- TASK: Return the lines below without any changes, beginning at the line containing "segment woman's long dark hair" and continuing through the line containing "[[[1084,55],[1084,0],[2,0],[0,41],[563,37]]]", both included.

Object outline annotations:
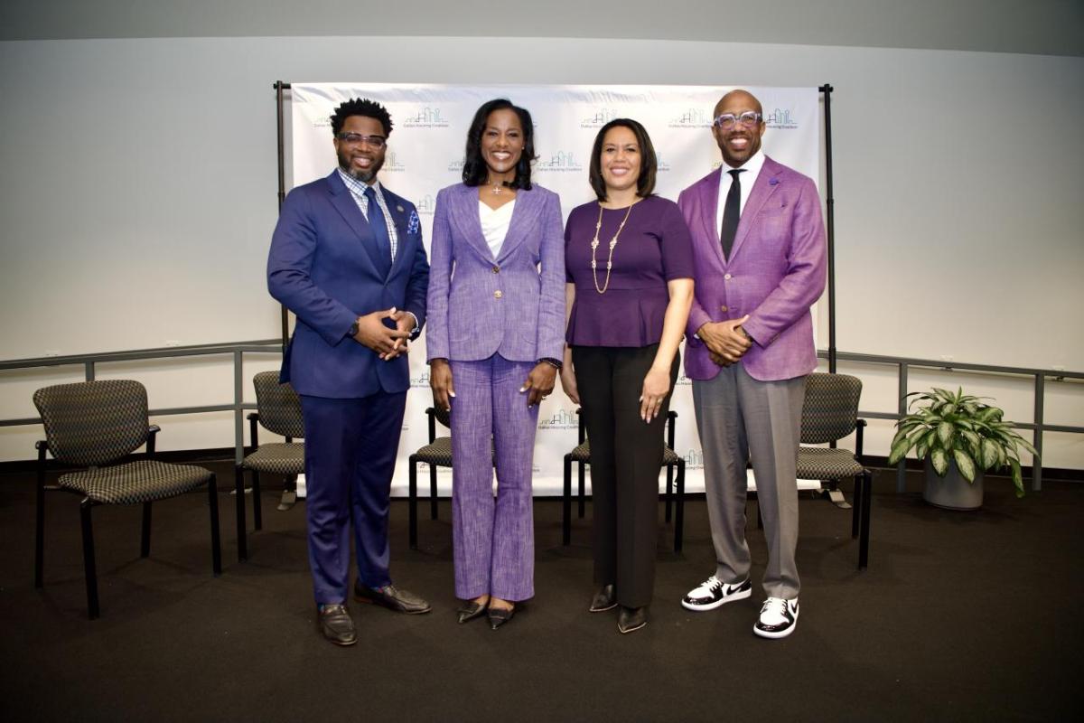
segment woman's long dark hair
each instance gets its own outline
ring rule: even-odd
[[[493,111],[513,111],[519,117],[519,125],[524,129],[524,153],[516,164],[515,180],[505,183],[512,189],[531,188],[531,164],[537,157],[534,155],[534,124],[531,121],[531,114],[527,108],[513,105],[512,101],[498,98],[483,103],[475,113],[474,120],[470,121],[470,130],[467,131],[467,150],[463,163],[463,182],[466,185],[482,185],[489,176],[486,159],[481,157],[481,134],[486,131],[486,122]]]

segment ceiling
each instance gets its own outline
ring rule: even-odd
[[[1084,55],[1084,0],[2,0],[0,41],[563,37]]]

...

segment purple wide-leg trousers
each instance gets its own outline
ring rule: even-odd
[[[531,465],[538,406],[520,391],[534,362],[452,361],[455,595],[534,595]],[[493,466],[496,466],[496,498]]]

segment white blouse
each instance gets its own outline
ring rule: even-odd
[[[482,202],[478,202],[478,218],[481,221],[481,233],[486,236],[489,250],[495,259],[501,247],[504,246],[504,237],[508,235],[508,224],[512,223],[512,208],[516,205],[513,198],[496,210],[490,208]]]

- EXERCISE RESULT:
segment woman's long dark hair
each instance gets its own outline
ring rule: even-odd
[[[493,111],[513,111],[519,117],[519,125],[524,129],[524,153],[516,164],[515,180],[505,183],[512,189],[531,188],[531,164],[537,157],[534,155],[534,124],[531,121],[531,114],[527,108],[513,105],[512,101],[498,98],[483,103],[475,113],[474,120],[470,121],[470,130],[467,131],[467,150],[463,163],[463,182],[466,185],[482,185],[489,176],[486,159],[481,157],[481,134],[486,131],[486,122]]]

segment ceiling
each instance gets its own outline
ring rule: even-odd
[[[1084,55],[1084,0],[2,0],[0,41],[563,37]]]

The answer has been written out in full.